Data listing
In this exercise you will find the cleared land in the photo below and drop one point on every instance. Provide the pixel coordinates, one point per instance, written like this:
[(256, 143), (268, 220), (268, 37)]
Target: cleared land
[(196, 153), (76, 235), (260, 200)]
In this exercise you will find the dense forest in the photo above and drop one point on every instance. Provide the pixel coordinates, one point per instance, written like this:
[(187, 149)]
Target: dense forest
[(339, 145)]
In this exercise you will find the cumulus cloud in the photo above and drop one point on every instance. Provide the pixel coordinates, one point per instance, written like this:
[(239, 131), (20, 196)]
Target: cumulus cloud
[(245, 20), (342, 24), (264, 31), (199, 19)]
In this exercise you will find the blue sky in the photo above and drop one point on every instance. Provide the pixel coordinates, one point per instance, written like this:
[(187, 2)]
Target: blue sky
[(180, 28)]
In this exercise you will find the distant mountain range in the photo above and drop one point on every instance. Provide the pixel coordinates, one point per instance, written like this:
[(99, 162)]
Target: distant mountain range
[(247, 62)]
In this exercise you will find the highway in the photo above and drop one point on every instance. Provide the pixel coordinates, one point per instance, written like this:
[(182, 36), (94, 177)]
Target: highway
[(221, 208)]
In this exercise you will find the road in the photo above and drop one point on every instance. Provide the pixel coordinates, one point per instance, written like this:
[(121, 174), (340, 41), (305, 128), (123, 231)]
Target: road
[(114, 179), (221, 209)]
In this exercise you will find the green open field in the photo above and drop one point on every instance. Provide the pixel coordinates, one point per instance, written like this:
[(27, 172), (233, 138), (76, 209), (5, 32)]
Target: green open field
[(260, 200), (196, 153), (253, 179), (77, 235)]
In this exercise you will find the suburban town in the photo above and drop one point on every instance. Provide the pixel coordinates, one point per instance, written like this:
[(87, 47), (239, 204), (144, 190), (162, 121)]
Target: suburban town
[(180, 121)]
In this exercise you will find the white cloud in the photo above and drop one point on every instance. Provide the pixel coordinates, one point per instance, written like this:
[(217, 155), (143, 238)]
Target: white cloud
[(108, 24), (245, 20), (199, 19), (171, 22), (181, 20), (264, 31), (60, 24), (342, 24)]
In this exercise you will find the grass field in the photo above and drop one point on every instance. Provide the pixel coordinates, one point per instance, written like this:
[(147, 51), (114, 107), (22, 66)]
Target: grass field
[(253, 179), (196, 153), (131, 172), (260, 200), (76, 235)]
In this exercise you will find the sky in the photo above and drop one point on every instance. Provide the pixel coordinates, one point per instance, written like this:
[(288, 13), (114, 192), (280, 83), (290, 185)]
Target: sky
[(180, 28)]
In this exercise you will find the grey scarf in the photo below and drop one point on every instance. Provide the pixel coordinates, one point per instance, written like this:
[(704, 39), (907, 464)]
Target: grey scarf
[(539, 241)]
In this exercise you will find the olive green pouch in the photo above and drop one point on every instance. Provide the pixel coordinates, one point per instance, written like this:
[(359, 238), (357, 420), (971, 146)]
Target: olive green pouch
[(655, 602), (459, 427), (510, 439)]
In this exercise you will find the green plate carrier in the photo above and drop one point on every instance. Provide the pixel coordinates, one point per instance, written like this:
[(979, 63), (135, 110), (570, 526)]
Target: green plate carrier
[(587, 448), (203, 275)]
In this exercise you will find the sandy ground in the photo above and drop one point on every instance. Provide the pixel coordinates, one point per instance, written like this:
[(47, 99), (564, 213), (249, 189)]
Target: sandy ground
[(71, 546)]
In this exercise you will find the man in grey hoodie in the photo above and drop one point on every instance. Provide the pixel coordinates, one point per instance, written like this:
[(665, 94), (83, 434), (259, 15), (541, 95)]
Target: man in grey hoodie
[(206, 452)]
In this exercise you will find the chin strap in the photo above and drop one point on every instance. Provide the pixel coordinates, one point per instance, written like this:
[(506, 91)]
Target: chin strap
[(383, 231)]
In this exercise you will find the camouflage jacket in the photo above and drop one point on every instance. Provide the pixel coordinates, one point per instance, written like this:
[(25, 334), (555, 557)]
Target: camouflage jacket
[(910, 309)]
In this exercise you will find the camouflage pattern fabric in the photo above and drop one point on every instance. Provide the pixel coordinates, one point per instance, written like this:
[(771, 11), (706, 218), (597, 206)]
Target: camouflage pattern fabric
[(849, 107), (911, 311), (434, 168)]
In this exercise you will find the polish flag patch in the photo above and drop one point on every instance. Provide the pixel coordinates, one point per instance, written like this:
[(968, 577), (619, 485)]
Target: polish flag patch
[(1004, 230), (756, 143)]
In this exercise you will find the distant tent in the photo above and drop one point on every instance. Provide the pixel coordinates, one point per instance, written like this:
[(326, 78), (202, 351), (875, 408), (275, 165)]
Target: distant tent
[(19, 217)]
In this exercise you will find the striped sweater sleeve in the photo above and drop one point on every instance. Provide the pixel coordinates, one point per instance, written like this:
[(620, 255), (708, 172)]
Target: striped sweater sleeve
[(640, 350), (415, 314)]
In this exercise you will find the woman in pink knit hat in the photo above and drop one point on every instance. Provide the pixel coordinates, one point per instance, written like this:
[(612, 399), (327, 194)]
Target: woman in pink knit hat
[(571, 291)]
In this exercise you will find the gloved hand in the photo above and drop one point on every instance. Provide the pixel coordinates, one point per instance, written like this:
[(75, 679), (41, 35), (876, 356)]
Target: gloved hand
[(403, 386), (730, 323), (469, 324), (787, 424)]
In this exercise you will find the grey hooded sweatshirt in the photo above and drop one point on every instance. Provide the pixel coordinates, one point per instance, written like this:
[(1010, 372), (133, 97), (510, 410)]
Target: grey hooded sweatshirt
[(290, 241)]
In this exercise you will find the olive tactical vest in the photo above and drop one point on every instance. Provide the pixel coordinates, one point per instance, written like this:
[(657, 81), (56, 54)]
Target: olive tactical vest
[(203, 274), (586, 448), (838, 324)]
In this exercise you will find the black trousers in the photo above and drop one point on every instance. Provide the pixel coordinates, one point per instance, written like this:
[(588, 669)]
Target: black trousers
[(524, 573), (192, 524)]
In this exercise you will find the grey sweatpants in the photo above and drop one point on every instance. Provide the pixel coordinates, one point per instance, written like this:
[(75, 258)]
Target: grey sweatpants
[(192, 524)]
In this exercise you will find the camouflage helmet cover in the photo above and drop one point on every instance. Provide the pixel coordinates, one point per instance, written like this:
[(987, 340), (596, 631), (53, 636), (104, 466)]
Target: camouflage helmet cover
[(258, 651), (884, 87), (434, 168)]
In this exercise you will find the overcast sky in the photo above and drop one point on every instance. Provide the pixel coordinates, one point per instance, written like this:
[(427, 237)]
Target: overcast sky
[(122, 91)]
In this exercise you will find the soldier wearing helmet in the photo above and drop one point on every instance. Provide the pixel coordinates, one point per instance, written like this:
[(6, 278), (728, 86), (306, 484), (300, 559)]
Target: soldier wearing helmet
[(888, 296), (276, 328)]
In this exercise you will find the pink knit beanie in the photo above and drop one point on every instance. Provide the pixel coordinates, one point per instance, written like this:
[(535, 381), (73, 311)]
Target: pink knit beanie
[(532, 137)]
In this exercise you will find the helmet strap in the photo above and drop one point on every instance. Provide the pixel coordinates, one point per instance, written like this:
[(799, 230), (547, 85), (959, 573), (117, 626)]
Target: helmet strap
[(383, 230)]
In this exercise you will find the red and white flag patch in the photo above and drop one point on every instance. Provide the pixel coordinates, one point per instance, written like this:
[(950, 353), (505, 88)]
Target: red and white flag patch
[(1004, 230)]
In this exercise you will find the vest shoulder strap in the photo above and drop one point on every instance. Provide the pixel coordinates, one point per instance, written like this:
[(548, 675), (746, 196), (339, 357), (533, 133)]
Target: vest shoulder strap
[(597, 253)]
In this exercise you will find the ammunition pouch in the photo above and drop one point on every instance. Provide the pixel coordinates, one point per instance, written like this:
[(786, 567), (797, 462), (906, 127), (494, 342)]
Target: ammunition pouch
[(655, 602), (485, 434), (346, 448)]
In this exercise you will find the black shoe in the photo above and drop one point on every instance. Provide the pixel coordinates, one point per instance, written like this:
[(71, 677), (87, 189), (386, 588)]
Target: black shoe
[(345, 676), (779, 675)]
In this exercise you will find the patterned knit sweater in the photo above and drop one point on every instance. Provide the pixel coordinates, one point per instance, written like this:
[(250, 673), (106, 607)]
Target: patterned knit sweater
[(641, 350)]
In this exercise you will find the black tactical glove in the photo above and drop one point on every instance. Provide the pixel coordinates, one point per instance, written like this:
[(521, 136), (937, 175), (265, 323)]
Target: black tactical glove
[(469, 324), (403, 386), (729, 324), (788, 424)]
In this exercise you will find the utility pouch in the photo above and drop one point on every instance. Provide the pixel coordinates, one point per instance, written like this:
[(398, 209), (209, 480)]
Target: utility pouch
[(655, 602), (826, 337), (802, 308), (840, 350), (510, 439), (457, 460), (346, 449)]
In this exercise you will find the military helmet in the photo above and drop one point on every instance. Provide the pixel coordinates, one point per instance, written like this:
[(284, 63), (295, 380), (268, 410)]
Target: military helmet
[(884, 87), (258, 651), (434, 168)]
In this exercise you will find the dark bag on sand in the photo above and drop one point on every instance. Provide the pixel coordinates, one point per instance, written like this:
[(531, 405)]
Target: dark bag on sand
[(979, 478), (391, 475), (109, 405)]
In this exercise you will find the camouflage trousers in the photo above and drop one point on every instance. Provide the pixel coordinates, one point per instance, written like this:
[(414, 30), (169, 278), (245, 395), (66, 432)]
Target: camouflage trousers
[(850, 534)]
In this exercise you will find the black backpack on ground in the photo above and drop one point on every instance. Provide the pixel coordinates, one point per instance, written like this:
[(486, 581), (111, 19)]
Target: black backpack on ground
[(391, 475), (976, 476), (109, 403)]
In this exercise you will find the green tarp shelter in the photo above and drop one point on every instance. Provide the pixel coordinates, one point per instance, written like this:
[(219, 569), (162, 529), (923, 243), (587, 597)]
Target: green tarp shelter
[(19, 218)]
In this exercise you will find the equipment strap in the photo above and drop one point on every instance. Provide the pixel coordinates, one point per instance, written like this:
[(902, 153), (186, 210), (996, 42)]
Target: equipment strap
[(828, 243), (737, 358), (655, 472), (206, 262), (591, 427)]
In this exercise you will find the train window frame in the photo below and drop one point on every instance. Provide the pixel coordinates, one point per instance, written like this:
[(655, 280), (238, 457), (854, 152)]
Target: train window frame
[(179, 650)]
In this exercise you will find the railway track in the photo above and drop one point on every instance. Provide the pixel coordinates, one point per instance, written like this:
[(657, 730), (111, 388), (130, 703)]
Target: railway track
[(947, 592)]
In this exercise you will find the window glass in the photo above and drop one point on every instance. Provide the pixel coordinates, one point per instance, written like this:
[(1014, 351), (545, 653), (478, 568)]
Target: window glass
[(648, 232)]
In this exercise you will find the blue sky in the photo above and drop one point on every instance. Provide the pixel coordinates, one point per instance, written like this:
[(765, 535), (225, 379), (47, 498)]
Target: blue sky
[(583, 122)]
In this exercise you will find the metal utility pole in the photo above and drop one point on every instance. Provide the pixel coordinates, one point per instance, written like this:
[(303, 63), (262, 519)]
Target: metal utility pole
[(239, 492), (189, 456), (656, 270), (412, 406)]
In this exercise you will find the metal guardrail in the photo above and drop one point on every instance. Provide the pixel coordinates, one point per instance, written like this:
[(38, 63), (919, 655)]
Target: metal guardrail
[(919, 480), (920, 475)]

* _Your goal_: Reproduce verbatim the lines of the records between the line containing "In this exercise you will find the soldier" and the line containing "[(597, 253)]", including both of those lines.

* _Written reply_:
In this exercise you will find the soldier wearing helmet in the photo above and drop one point on every instance. Provide the pixel coordinates, one point per instance, written like this:
[(6, 278), (728, 86), (306, 484), (300, 559)]
Target: soldier wearing helmet
[(888, 296), (276, 328)]
In this exercise you will find the pink knit beanie in the photo above and drop one point on every instance. Provide the pixel coordinates, one point per instance, written like this:
[(535, 381), (73, 311)]
Target: pink knit beanie
[(532, 137)]
In this exercise you will find the helmet strap in the photo above and drop one point on every instance. Provide the pixel coordinates, one point per instance, written like this:
[(799, 230), (547, 85), (959, 573), (117, 626)]
Target: helmet strap
[(383, 230)]
In this exercise you will find the red and white flag patch in the photo above and drop one point on every instance. Provide the pixel coordinates, one point per instance, written like this:
[(950, 353), (505, 88)]
Target: red and white flag patch
[(1004, 230)]
In this exercise you will find the vest shoulder strap in the photo above and drop one point on every instance. Provide the pixel coordinates, one point per instance, written like this:
[(548, 675), (746, 196), (339, 357), (533, 133)]
Target: vest shoulder strap
[(597, 253)]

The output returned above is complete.